## DEINE AUFGABE
Bitte gib an, wo Rudi Dutschke laut der Rezension niedergeschossen wurde.

## ANGEZEIGTER TEXTAUSZUG
####################
Süddeutsche Zeitung - Rezension
Süddeutsche Zeitung | Besprechung von 30.06.2008

Wie ’68 wirklich war
Uwe Johnsons „Jahrestage”, gelesen als Chronik eines unruhigen Jahres / Von Rolf Michaelis
Ist das wirklich erst vierzig Jahre her, dass Studenten, „Ho – Ho – Ho – Tschi – Minh” und „Amis raus aus Vietnam!” rufend durch die Straßen zogen, dass die sozialistischen „Bruderstaaten” in die verbündete Tschechoslowakei einmarschierten, um Dubceks Versuch eines „Sozialismus mit menschlichem Antlitz” blutig niederzuschlagen, dass der Studentenführer Rudi Dutschke auf offener Straße in Berlin niedergeschossen wurde, dass Studenten Frankreich fast unregierbar machten und in Amerika der Präsidenten-Kandidat Robert F. Kennedy und der führende Kopf der Bürgerrechtsbewegung, Martin Luther King, ermordet wurden? Was für ein Jahr.
####################
## BEREITGESTELLTES MATERIAL
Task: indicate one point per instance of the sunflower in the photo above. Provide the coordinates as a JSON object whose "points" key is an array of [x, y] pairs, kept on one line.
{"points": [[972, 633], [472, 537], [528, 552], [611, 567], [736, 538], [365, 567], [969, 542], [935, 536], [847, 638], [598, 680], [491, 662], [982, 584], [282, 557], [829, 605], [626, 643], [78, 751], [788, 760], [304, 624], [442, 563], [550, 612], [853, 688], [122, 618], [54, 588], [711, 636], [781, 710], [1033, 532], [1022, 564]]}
####################
## ERGEBNIS DIESER ÜBUNG
Auf offener Straße in Berlin.